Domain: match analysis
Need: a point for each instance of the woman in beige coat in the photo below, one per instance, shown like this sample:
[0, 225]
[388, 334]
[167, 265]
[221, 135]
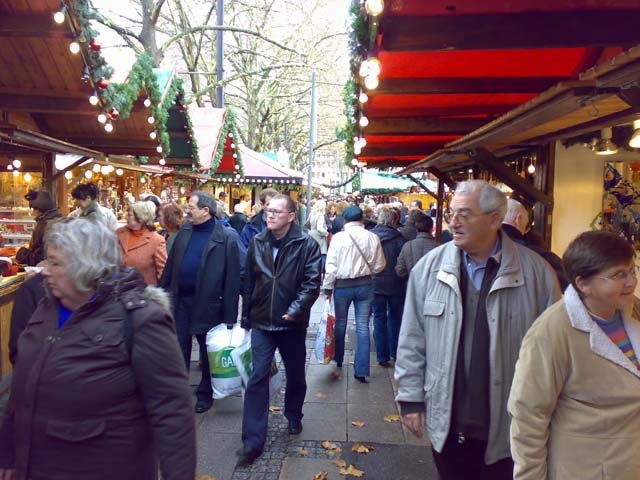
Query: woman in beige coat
[141, 246]
[575, 398]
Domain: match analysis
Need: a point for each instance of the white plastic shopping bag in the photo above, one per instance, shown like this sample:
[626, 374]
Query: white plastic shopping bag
[225, 377]
[242, 359]
[325, 340]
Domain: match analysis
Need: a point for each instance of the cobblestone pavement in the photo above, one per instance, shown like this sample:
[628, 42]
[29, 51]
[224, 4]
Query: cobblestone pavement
[334, 400]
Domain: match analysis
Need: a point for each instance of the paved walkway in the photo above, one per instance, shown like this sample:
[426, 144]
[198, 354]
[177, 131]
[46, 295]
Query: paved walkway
[334, 400]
* * *
Objective.
Using the records above, retype everything exactly except the pictures.

Task output.
Domain: match analysis
Need: a point for each instance of the woman in beige coat in the photo below, one per instance, shown like this sample:
[0, 225]
[388, 334]
[167, 265]
[221, 135]
Query: woman in beige coat
[141, 246]
[575, 398]
Domain: match analysis
Need: a point for each instance of the white plastic shopping bag in the photo above, one per instance, shown like this sample:
[626, 374]
Query: white plastic shopping bag
[225, 377]
[242, 359]
[325, 340]
Domain: match analysis
Need: a point for each instance of the cobblestone pavement in the photo above, one per instance, shown like this sample:
[628, 42]
[29, 51]
[224, 4]
Query: cobblestone pavement
[334, 400]
Domain: match analysis
Need: a point for each instance of the paved walkway in the photo above, one per instance, shown like this sample:
[426, 144]
[198, 354]
[177, 131]
[46, 295]
Query: paved walkway
[334, 400]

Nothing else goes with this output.